─── Records supplied

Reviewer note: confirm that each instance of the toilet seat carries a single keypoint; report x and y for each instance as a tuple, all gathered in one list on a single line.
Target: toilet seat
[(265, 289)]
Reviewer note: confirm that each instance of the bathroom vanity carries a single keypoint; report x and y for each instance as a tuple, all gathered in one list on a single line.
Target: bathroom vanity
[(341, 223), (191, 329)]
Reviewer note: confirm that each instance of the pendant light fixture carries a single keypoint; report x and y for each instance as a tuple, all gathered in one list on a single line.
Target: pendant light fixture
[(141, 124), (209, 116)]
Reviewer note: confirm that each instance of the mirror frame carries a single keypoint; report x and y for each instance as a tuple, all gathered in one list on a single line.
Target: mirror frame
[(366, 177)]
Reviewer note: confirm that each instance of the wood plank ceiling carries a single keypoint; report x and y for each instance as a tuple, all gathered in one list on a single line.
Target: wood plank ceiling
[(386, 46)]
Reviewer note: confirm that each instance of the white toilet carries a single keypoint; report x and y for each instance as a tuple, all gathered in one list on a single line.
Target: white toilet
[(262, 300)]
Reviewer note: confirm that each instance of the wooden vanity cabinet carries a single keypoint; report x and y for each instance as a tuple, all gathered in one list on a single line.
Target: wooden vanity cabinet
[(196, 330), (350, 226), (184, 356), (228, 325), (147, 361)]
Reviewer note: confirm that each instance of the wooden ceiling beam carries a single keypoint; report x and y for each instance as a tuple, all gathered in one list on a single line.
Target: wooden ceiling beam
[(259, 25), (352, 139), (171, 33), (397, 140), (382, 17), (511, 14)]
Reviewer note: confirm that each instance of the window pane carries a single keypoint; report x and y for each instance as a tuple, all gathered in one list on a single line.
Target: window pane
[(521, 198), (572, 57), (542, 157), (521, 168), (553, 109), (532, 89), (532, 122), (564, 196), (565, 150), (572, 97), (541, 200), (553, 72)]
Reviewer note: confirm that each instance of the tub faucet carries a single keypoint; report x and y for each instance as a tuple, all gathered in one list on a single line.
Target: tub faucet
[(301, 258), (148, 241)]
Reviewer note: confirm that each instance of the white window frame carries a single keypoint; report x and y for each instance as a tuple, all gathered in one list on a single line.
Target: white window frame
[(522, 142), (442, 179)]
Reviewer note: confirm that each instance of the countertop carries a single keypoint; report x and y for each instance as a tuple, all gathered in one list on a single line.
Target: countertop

──────

▶ Exercise task
Copy every row above word for word, with nothing changed.

▶ Correct answer
Reviewer note: confirm that each instance of the toilet seat carries a single keypoint; report x and y for each instance as a tuple, all gathered in one list on a single line.
Target: toilet seat
[(265, 289)]
Reviewer note: confirm that each instance of the bathroom vanity carries a single keypoint; report x and y for each instance as a tuple, all gathered in one list on a single line.
Target: bathroom vanity
[(341, 223), (191, 329)]
Reviewer note: confirm that each instance of the pendant light fixture carries a single keypoint; report x and y for each instance as a tuple, all gathered in one list on a single line.
Target: pendant light fixture
[(141, 124), (209, 116)]
Reviewer note: confirm that each instance of the mirror frame carries a single keypoint; report x and y for each instance as a tuple, all gathered in one list on a single line.
Target: mirror frame
[(366, 177)]
Reviewer note: confirm that each instance of the wood plank ceiling carries a single keypoint; report x and y for each instance as a tuple, all gathered in one list on a single line.
Target: wood plank ceiling
[(386, 46)]
Reviewer note: confirm that each instance of the white toilet carries a single keypoint; report x and y for each instance as a tuple, all gathered in one list on a single line.
Target: white toilet
[(262, 300)]
Reviewer note: confirm that each instance of the wooden vanity cabinet carries a single keypoint; report x and y for each instance as a tuple, all gathered in one list on a single line.
Target: wooden vanity cabinet
[(196, 330), (350, 226), (184, 356), (228, 325), (147, 361)]
Reviewer note: confirm that each instance of the wooden ceiling beam carries a single keypoint; report x and y for each instance as a tuple, all gathered in one list on a single line.
Target: wooden ceiling beam
[(259, 25), (352, 139), (171, 33), (397, 140), (382, 17), (511, 14)]
Reviewer note: confirm that each instance of the window pane carries a single keypoint; report x and y for each instance as a tuple, all gathered in one list on a single line.
Target: window pane
[(521, 198), (572, 57), (542, 157), (521, 168), (553, 109), (532, 89), (532, 122), (564, 196), (565, 150), (572, 97), (541, 200), (553, 72)]
Reviewer note: confirm that each instance of the tub faucet carries a single keypoint; report x and y for each instance as a tuple, all gathered in one list on a single line.
Target: tub faucet
[(301, 258), (148, 241)]
Reviewer note: confirm that each instance of the white window frame carries a single keypoint; report x and y for each instance as a tuple, all gathered in one list on a single line.
Target: white window frame
[(522, 142), (442, 179)]
Reviewer note: confirm that each instance of the countertop carries a single keypoint; report x and y for each instance as a tuple, all gathered in one list on a single line.
Target: countertop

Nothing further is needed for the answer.